● Exercise instructions:
1. According to the rollout excerpt, what is the goal of Phase 5?
2. Echo the rollout excerpt from "response = ask(PROMPTS[PROMPT_VERSION])" to "in your logs.".

● Excerpt provided:
....

What to decide at the end of this phase:

  • Is the feature actually adding value? Look at retention, completion rate, NPS — not just thumbs up. People rate generously; they vote with their feet.
  • Are there abuse vectors? Patch them.

Phase 5 — General availability (week 6+)

Goal: make it boring and reliable.

What to build:

  • Full rollout (100% of users)
  • Production monitoring: Sentry on all errors, Grafana on cost/latency/usage
  • Per-feature kill switch — one config flip can disable the feature instantly
  • Prompt versioning — every prompt change gets a version number, the version is logged with every call
  • Regular regression evals (weekly cron)
# Versioned prompts
PROMPT_VERSION = "summarize_v3"
PROMPTS = {
    "summarize_v1": "Summarize this:",
    "summarize_v2": "Provide a 2-sentence summary:",
    "summarize_v3": "Provide a concise 2-sentence summary preserving key facts:",
}

response = ask(PROMPTS[PROMPT_VERSION])
log_call(prompt_version=PROMPT_VERSION, ...)

When you change a prompt and quality drops, you can correlate the regression with the version change in your logs.

....

● Data section:
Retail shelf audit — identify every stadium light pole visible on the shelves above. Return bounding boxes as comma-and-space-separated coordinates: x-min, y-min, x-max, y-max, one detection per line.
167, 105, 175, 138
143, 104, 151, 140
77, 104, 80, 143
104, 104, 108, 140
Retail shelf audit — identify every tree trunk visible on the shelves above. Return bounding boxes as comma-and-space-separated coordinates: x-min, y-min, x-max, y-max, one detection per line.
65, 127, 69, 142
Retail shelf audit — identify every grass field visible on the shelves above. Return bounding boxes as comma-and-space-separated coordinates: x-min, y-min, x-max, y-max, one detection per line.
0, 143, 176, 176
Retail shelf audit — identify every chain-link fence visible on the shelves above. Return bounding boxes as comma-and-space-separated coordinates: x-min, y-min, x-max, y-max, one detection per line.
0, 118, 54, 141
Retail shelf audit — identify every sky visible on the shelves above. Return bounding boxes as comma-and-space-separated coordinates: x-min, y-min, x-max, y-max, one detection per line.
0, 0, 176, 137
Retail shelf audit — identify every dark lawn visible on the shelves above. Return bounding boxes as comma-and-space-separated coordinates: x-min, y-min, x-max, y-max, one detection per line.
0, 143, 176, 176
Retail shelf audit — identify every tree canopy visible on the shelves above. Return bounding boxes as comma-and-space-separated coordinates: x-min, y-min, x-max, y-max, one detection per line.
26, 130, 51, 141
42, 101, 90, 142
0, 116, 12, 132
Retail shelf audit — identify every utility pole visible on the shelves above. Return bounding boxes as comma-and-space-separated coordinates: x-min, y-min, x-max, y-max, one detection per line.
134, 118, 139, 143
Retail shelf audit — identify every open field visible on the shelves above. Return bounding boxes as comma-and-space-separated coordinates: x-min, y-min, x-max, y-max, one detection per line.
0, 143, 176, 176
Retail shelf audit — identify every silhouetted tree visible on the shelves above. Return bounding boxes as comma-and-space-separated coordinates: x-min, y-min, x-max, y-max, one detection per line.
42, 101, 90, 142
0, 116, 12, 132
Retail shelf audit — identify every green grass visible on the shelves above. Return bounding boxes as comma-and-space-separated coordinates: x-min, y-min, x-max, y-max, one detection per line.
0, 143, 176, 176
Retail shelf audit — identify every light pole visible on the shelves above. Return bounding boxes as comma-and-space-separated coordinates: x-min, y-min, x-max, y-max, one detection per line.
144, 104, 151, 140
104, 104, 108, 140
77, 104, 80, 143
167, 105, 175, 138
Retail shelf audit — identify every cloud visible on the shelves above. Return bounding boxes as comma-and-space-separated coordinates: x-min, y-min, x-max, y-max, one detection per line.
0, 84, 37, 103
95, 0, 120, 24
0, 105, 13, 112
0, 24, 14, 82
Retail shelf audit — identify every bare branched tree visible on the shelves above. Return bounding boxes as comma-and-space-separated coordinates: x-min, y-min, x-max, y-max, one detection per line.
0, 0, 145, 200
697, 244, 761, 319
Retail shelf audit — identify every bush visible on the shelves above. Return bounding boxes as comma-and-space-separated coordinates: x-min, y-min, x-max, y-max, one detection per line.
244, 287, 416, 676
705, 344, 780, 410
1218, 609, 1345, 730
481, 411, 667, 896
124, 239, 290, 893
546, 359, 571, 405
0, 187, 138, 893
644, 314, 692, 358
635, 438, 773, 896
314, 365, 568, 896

....

● Solutions for each task:
1. To make it boring and reliable.

2.
response = ask(PROMPTS[PROMPT_VERSION])
log_call(prompt_version=PROMPT_VERSION, ...)

When you change a prompt and quality drops, you can correlate the regression with the version change in your logs.